**WHAT YOU HAVE TO DO**.
Copy the listing below line for line, without changing a single character.

* Begin *

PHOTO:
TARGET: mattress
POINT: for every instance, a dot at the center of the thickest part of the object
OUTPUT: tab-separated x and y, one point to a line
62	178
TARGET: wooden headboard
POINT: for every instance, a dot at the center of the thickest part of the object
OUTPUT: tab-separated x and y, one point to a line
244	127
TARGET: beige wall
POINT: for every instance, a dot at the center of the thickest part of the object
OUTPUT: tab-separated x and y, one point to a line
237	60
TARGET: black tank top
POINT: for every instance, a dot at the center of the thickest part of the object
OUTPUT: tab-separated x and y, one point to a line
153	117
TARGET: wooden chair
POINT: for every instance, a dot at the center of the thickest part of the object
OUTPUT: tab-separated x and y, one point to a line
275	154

* End *

**SOLUTION TO THIS TASK**.
PHOTO:
TARGET: mattress
POINT: for every instance, a dot at the center of the thickest part of the object
OUTPUT: tab-separated x and y, one point to a line
62	178
TARGET: wooden headboard
POINT: for every instance, a dot at the center of the thickest part of the object
OUTPUT: tab-separated x and y, one point to a line
244	127
TARGET: beige wall
POINT: for every instance, a dot at the center of the thickest part of the object
OUTPUT: tab-separated x and y, one point to a line
237	60
TARGET: black tank top
POINT: for every instance, a dot at the center of the thickest part of the object
OUTPUT: tab-separated x and y, one point to a line
153	117
TARGET: wooden chair
POINT: for every instance, a dot at the center of the thickest part of the object
OUTPUT: tab-separated x and y, one point to a line
275	154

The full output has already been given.